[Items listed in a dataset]
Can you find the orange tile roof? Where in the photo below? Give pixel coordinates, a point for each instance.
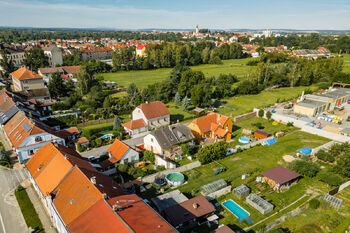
(51, 163)
(99, 218)
(135, 124)
(117, 150)
(139, 216)
(76, 193)
(154, 109)
(24, 73)
(212, 119)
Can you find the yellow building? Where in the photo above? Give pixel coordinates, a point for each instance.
(24, 80)
(214, 126)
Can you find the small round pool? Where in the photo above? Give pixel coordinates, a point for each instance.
(175, 179)
(244, 140)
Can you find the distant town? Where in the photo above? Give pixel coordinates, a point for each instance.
(174, 131)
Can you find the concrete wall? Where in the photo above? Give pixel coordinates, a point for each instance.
(186, 167)
(218, 193)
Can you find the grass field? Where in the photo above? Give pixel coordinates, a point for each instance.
(143, 78)
(346, 58)
(28, 211)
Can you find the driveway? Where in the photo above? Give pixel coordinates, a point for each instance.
(11, 218)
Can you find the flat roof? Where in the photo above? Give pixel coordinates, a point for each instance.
(310, 103)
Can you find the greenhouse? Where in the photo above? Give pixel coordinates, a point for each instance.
(212, 187)
(241, 191)
(259, 203)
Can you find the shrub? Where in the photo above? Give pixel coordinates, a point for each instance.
(314, 203)
(330, 178)
(325, 156)
(305, 168)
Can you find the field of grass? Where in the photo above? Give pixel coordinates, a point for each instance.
(242, 104)
(143, 78)
(254, 161)
(28, 211)
(346, 58)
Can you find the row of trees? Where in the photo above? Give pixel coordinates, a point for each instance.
(172, 54)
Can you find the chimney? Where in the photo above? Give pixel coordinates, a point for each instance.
(93, 179)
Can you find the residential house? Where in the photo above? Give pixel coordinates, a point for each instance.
(29, 84)
(189, 213)
(165, 141)
(214, 126)
(96, 53)
(280, 178)
(140, 50)
(121, 153)
(28, 135)
(67, 72)
(54, 54)
(14, 53)
(147, 116)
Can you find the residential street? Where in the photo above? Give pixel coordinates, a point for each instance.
(11, 218)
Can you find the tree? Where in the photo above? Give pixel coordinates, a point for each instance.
(261, 113)
(268, 115)
(177, 99)
(185, 104)
(117, 123)
(6, 64)
(56, 86)
(148, 156)
(35, 58)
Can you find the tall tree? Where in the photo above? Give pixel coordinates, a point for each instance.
(6, 64)
(56, 86)
(35, 59)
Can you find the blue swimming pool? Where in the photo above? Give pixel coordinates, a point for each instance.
(234, 208)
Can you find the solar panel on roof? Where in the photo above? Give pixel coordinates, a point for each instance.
(26, 127)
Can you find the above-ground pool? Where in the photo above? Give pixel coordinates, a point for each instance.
(244, 140)
(235, 209)
(175, 179)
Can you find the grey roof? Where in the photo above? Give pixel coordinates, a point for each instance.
(172, 135)
(167, 200)
(310, 103)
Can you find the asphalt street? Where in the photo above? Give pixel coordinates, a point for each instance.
(11, 218)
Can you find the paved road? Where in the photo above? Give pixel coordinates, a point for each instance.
(11, 218)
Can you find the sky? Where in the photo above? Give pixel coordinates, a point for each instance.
(178, 14)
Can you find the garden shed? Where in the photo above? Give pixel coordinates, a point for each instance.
(259, 203)
(241, 191)
(212, 187)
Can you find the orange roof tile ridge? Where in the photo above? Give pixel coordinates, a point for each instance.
(126, 224)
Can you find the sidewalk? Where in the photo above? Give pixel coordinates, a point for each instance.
(40, 209)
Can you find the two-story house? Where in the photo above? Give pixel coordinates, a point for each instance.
(148, 116)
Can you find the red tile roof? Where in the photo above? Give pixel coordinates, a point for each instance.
(154, 109)
(24, 73)
(281, 175)
(117, 150)
(185, 211)
(139, 216)
(99, 218)
(135, 124)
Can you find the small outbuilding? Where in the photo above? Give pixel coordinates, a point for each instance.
(241, 191)
(280, 178)
(261, 134)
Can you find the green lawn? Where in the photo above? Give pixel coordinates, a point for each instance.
(143, 78)
(246, 103)
(28, 211)
(346, 58)
(254, 161)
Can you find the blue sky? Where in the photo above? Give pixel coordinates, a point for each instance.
(135, 14)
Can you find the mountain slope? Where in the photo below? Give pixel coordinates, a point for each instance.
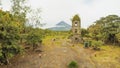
(61, 26)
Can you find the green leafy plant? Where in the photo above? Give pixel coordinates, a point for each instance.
(73, 64)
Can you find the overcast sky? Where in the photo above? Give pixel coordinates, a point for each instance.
(54, 11)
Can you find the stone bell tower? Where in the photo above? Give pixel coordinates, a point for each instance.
(76, 32)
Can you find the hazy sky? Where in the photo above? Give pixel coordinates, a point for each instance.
(54, 11)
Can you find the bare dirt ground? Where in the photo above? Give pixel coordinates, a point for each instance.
(56, 54)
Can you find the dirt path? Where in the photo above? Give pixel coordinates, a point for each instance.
(56, 57)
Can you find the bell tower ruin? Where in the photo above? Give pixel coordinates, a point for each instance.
(76, 32)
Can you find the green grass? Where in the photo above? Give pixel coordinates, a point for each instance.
(108, 55)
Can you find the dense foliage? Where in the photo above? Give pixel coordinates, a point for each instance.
(106, 29)
(9, 36)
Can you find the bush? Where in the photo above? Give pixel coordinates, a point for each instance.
(96, 44)
(73, 64)
(34, 39)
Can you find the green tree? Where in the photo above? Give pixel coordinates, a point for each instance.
(9, 37)
(34, 38)
(106, 28)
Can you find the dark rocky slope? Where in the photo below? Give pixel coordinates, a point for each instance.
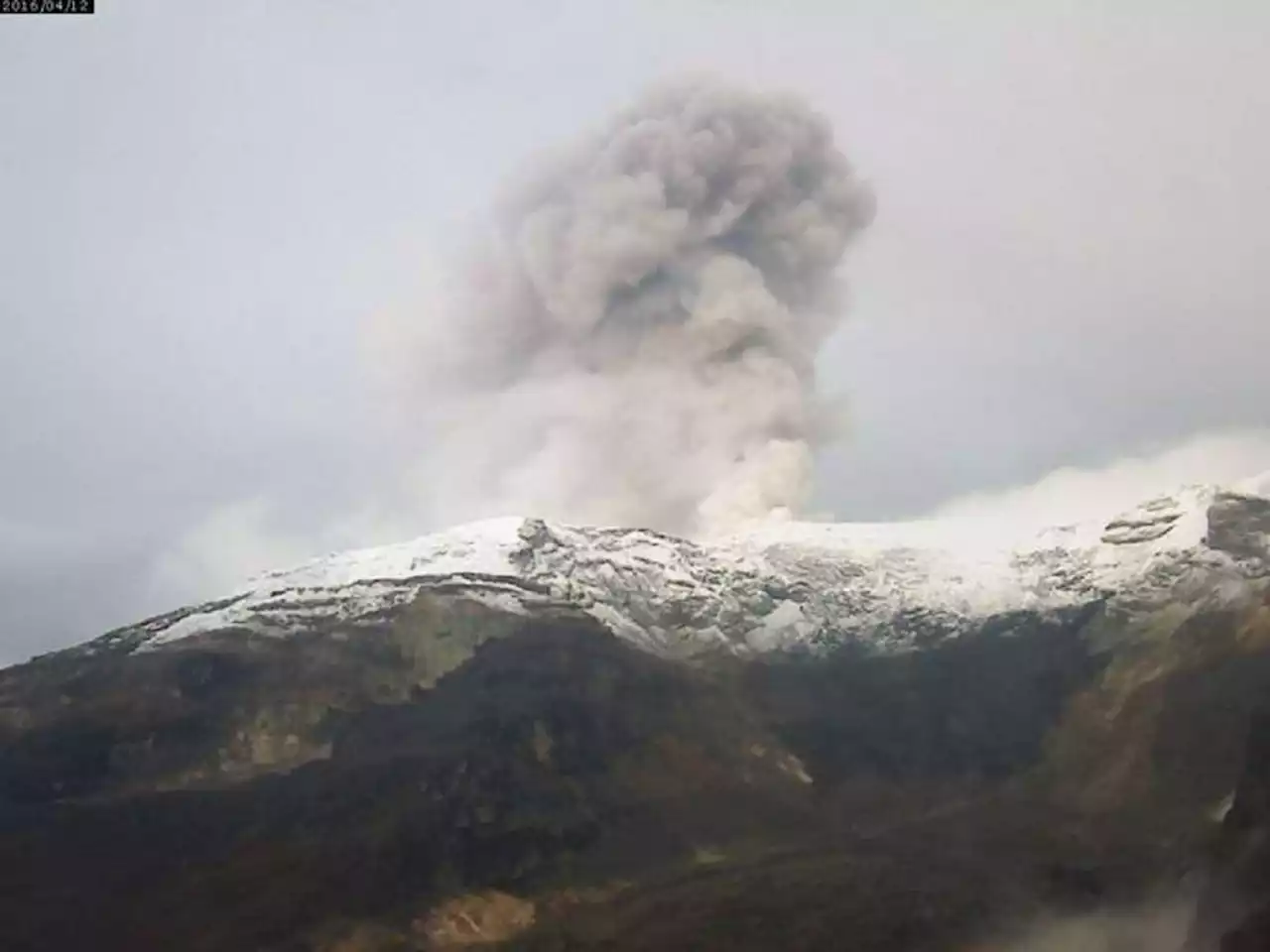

Set exercise: Which lines above contain the string "grass"? Gather each of them, copied in full, and count a match only when the case is the same.

Final result:
Can you find the grass field? Where in the photo above? Give pixel coordinates, a point for each instance.
Can you find the field of grass? Where in the photo above? Give pixel coordinates, a point for each instance.
Can you find the green grass? Where in the photo above? Give pixel coordinates, a point for each instance.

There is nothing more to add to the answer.